▶ [Written task] Copy exactly the lines from the "Look at the photo above. For each instance of the truck" line to the end, both included, and nothing else.
▬▬▬
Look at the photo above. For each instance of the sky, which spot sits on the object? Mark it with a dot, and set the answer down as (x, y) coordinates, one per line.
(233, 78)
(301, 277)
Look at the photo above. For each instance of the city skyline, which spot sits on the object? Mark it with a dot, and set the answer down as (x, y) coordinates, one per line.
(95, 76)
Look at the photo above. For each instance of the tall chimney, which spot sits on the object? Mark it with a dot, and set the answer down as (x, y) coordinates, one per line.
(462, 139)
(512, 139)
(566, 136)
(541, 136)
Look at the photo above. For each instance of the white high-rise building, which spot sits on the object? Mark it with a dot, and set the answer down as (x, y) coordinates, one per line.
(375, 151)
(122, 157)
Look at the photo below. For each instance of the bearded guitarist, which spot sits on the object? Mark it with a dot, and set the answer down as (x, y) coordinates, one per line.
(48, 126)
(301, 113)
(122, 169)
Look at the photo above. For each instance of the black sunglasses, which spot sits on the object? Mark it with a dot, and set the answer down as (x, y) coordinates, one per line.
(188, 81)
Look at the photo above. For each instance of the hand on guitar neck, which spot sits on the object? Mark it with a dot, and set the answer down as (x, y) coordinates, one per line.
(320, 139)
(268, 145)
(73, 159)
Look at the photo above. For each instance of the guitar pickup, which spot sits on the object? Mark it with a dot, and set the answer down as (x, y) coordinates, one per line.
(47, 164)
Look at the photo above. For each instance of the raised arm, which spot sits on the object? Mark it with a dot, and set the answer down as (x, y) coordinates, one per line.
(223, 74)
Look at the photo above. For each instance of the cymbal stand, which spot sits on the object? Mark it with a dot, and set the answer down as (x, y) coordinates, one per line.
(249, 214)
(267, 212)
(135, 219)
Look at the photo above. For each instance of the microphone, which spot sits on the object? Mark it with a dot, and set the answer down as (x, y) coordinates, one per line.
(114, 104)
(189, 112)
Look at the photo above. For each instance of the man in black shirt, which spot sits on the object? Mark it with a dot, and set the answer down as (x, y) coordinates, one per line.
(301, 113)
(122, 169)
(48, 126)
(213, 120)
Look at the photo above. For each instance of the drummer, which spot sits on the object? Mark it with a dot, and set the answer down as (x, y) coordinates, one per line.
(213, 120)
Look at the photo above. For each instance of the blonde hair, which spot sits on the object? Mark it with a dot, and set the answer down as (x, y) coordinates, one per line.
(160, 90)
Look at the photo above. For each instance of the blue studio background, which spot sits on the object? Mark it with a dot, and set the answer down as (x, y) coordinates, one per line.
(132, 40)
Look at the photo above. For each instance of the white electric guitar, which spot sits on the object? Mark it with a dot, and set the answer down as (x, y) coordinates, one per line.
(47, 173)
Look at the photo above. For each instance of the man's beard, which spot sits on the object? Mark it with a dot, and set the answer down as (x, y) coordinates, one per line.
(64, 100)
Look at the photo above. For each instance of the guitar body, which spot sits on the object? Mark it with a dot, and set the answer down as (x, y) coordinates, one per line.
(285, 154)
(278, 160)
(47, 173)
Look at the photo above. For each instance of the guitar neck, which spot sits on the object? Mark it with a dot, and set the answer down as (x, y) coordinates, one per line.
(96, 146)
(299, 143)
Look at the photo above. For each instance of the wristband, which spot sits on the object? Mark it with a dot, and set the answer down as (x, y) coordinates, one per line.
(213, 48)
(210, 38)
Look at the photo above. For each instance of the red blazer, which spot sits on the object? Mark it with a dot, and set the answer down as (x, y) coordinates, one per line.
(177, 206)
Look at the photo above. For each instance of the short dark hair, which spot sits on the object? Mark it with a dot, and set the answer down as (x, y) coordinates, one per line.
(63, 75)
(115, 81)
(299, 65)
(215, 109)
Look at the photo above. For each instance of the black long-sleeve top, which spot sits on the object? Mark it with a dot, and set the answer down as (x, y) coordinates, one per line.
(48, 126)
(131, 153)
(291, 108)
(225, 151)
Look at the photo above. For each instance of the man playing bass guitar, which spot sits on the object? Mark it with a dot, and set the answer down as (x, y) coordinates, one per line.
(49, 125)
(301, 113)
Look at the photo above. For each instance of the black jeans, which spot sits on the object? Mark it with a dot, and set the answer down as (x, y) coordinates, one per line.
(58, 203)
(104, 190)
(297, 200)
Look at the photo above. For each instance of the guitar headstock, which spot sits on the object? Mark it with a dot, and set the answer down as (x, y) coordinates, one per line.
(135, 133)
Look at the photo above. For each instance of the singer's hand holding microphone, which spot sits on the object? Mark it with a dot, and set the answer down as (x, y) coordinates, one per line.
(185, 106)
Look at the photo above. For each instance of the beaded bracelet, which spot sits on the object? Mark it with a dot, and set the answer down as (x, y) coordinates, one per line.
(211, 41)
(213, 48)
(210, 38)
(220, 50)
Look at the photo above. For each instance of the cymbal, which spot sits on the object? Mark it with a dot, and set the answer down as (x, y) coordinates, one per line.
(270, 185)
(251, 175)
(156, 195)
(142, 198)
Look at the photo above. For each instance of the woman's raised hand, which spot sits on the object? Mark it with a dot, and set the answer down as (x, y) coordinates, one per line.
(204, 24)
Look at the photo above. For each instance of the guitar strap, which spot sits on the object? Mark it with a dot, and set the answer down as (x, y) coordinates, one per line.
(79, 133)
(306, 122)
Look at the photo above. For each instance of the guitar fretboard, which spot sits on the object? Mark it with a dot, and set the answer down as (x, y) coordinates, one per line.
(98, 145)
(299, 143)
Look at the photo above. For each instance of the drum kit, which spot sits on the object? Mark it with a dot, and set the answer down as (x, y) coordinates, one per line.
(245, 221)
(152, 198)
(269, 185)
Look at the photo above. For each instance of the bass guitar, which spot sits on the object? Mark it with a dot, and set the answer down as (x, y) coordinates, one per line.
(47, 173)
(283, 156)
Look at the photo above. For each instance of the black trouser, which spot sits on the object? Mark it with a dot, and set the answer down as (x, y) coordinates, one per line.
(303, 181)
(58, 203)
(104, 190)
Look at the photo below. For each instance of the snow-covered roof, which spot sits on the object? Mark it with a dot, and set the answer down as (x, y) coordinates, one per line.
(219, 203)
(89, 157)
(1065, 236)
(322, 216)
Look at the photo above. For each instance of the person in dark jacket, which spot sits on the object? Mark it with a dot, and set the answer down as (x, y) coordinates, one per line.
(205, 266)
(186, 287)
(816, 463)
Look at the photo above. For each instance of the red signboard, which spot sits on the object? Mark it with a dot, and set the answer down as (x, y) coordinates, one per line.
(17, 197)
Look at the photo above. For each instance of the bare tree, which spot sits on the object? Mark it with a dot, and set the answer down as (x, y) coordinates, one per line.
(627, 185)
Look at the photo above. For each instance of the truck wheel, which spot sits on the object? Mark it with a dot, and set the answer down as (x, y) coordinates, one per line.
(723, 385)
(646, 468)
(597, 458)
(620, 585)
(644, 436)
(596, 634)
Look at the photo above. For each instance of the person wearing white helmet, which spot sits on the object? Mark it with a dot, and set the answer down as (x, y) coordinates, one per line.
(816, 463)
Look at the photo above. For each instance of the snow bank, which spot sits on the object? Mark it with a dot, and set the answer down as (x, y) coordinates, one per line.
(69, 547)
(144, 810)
▬▬▬
▶ [Reply to the exercise]
Look at the photo above. For each instance of the truck wheel, which spot sits on the object? Mark it with a dot, and set the answer down as (x, y) coordinates, one per line.
(723, 385)
(646, 468)
(597, 458)
(620, 585)
(644, 436)
(596, 634)
Look at the photo above. For each instance of the person wearing white helmet, which spot sits on the object? Mark it with a dot, and set the answer down as (x, y) coordinates, one per line.
(816, 463)
Look at the photo above. For each instance of the snow bank, which spot sits on the object? Mark it with a dot, and set the answer down as (x, y) coordinates, one per line.
(69, 547)
(144, 810)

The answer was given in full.